(Brief) Present the rows below as a two-column CSV with the headers text and answer, one line per row. Put each row's text and its answer each in a single quoted field, with line breaks replaced by spaces.

(Record extracts)

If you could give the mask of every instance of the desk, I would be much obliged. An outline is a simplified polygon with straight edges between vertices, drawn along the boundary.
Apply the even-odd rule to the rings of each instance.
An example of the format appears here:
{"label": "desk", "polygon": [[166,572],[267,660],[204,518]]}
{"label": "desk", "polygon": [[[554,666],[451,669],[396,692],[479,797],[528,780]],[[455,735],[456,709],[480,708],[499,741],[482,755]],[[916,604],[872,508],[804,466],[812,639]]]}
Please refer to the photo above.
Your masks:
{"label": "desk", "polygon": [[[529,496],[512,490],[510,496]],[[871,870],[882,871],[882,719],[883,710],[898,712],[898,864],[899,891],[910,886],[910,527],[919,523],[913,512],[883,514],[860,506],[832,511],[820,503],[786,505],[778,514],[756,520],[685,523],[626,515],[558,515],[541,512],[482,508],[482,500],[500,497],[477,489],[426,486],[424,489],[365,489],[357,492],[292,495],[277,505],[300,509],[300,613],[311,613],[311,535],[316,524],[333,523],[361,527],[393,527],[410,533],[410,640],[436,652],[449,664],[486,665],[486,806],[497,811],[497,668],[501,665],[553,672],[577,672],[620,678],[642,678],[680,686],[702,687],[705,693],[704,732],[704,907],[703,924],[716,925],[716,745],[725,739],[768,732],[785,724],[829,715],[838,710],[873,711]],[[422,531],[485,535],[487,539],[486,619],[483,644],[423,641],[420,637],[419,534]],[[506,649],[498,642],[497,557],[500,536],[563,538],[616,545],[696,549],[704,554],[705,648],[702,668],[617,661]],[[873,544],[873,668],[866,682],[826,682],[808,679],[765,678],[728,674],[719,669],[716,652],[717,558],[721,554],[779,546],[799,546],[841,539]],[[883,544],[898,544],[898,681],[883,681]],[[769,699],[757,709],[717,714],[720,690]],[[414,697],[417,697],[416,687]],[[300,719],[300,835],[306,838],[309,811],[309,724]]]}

(Exercise answer)
text,answer
"If you could give the mask of every instance of the desk, I would be much obliged. An outline is a simplified polygon with straight edges between vertices, drawn along the boundary. Apply the even-odd rule to the rings of each instance. An example of the format appears here: {""label"": ""desk"", ""polygon"": [[166,572],[267,660],[204,518]]} {""label"": ""desk"", ""polygon"": [[[554,666],[451,669],[396,692],[479,797],[528,780]],[[455,735],[456,709],[480,708],[499,741],[482,755]],[[916,604],[872,508],[804,466],[812,639]]]} Please refer to the photo above. Your masks:","{""label"": ""desk"", ""polygon"": [[[529,496],[512,490],[510,496]],[[871,870],[882,871],[882,719],[883,710],[898,712],[898,864],[899,891],[910,886],[910,527],[919,523],[913,512],[883,514],[860,506],[832,511],[820,503],[786,505],[778,514],[756,520],[685,523],[626,515],[558,515],[541,512],[482,508],[482,500],[500,497],[477,489],[426,486],[424,489],[365,489],[357,492],[292,495],[277,505],[300,509],[300,613],[311,613],[311,535],[316,524],[333,523],[361,527],[393,527],[410,533],[410,640],[436,652],[449,664],[486,665],[486,806],[497,811],[497,668],[501,665],[553,672],[577,672],[620,678],[642,678],[680,686],[702,687],[705,693],[704,732],[704,907],[703,924],[716,925],[716,745],[725,739],[768,732],[785,724],[829,715],[838,710],[873,711]],[[422,531],[485,535],[487,539],[486,619],[483,644],[423,641],[420,637],[419,534]],[[506,649],[498,642],[497,557],[500,536],[563,538],[616,545],[696,549],[704,554],[705,648],[702,668],[617,661]],[[873,544],[873,668],[866,682],[826,682],[808,679],[765,678],[728,674],[719,669],[716,652],[717,558],[721,554],[779,546],[799,546],[841,539]],[[883,544],[898,544],[898,681],[883,681]],[[769,699],[757,709],[717,714],[720,690]],[[414,697],[417,697],[416,687]],[[300,719],[300,835],[306,838],[309,811],[309,724]]]}"